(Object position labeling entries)
----------

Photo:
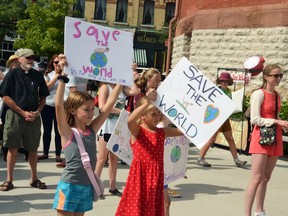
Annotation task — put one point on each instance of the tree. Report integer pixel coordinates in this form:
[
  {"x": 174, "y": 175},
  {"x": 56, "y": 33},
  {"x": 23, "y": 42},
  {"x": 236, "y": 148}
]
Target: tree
[
  {"x": 10, "y": 13},
  {"x": 43, "y": 32}
]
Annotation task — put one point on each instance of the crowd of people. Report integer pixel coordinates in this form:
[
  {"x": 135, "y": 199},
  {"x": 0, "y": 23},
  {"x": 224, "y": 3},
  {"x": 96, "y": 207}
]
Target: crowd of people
[{"x": 55, "y": 99}]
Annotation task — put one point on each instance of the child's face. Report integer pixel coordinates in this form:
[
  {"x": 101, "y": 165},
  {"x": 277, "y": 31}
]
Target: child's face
[
  {"x": 152, "y": 117},
  {"x": 85, "y": 112}
]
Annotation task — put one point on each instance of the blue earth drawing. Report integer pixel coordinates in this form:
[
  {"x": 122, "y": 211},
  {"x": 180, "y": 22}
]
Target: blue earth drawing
[
  {"x": 98, "y": 59},
  {"x": 115, "y": 148},
  {"x": 175, "y": 154}
]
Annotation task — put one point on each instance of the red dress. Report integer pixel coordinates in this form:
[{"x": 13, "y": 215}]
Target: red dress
[
  {"x": 267, "y": 110},
  {"x": 144, "y": 191}
]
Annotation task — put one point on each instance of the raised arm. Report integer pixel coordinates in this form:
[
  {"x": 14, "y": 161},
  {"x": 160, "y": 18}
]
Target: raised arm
[
  {"x": 63, "y": 127},
  {"x": 133, "y": 126},
  {"x": 106, "y": 109}
]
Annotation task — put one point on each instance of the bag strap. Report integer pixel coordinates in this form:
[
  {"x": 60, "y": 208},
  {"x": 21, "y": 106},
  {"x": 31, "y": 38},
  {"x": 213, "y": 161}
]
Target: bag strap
[
  {"x": 86, "y": 161},
  {"x": 276, "y": 105}
]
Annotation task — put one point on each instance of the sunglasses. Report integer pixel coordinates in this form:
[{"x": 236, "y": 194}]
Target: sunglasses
[
  {"x": 30, "y": 57},
  {"x": 276, "y": 75}
]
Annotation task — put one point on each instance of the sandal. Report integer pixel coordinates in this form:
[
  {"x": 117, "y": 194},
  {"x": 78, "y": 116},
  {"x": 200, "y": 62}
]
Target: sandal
[
  {"x": 38, "y": 184},
  {"x": 42, "y": 157},
  {"x": 6, "y": 186}
]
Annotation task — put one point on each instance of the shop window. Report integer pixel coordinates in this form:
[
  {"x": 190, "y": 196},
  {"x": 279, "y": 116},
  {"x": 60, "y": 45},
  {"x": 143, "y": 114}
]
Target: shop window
[
  {"x": 121, "y": 11},
  {"x": 79, "y": 8},
  {"x": 100, "y": 10},
  {"x": 169, "y": 12},
  {"x": 148, "y": 12}
]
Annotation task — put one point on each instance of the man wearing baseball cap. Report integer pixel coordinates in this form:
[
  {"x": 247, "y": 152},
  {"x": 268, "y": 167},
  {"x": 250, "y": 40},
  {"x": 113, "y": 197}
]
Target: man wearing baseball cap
[{"x": 24, "y": 91}]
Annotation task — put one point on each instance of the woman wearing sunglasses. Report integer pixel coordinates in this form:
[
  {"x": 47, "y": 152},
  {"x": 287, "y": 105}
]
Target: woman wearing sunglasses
[
  {"x": 265, "y": 109},
  {"x": 48, "y": 114}
]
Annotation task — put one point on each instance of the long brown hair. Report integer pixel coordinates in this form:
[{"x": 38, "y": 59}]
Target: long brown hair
[
  {"x": 74, "y": 101},
  {"x": 142, "y": 80}
]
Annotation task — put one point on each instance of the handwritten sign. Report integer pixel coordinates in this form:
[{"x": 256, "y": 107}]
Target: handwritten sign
[
  {"x": 193, "y": 103},
  {"x": 98, "y": 52},
  {"x": 175, "y": 149}
]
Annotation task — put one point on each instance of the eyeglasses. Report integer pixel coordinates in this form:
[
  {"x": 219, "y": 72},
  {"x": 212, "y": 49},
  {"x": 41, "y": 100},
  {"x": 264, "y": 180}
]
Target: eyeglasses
[
  {"x": 30, "y": 57},
  {"x": 276, "y": 75}
]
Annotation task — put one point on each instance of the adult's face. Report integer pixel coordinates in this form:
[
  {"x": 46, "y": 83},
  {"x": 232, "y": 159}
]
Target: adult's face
[{"x": 26, "y": 63}]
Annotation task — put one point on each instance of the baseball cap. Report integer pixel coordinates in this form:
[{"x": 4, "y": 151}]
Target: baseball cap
[
  {"x": 11, "y": 58},
  {"x": 24, "y": 52}
]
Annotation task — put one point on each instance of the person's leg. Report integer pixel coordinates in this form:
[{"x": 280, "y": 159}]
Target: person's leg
[
  {"x": 258, "y": 169},
  {"x": 201, "y": 159},
  {"x": 58, "y": 146},
  {"x": 47, "y": 120},
  {"x": 32, "y": 159},
  {"x": 167, "y": 202},
  {"x": 113, "y": 164},
  {"x": 101, "y": 156},
  {"x": 261, "y": 192},
  {"x": 11, "y": 161},
  {"x": 227, "y": 132}
]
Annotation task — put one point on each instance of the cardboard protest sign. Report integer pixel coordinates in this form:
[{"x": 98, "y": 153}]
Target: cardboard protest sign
[
  {"x": 193, "y": 103},
  {"x": 175, "y": 149},
  {"x": 98, "y": 52}
]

----------

= THE TASK =
Reproduce only the lines between the line containing "of the eyeglasses." and the last line of the records, those two lines included, exactly.

= EXERCISE SOLUTION =
Annotation task — put one point on each instance of the eyeglasses. Report integer pixel coordinates in this form:
[
  {"x": 219, "y": 72},
  {"x": 212, "y": 49},
  {"x": 41, "y": 100},
  {"x": 264, "y": 180}
]
Target: eyeglasses
[
  {"x": 30, "y": 57},
  {"x": 276, "y": 75}
]
Annotation task — put one point on each instance of the adult's face. Report integer pixel coordinates in this form:
[
  {"x": 46, "y": 83},
  {"x": 232, "y": 159}
]
Target: adult's face
[{"x": 26, "y": 63}]
Annotation task — put one point on each instance of the baseball cap. Report integer pixel coordinates in this form:
[{"x": 4, "y": 151}]
Target: baseball cap
[
  {"x": 11, "y": 58},
  {"x": 24, "y": 52}
]
Annotation task — put one point on each instance of the person's leg. Report integer pixel coordinates in this form:
[{"x": 280, "y": 159}]
Target: person's leg
[
  {"x": 258, "y": 169},
  {"x": 201, "y": 159},
  {"x": 58, "y": 146},
  {"x": 47, "y": 120},
  {"x": 32, "y": 159},
  {"x": 167, "y": 202},
  {"x": 113, "y": 164},
  {"x": 101, "y": 156},
  {"x": 261, "y": 192},
  {"x": 11, "y": 161},
  {"x": 227, "y": 132}
]
Annotation task — put one point on each instance of the cardboard protest sign. Report integer pixel coordinates in this form:
[{"x": 98, "y": 153}]
Target: cardboard protest sign
[
  {"x": 193, "y": 103},
  {"x": 175, "y": 149},
  {"x": 98, "y": 52}
]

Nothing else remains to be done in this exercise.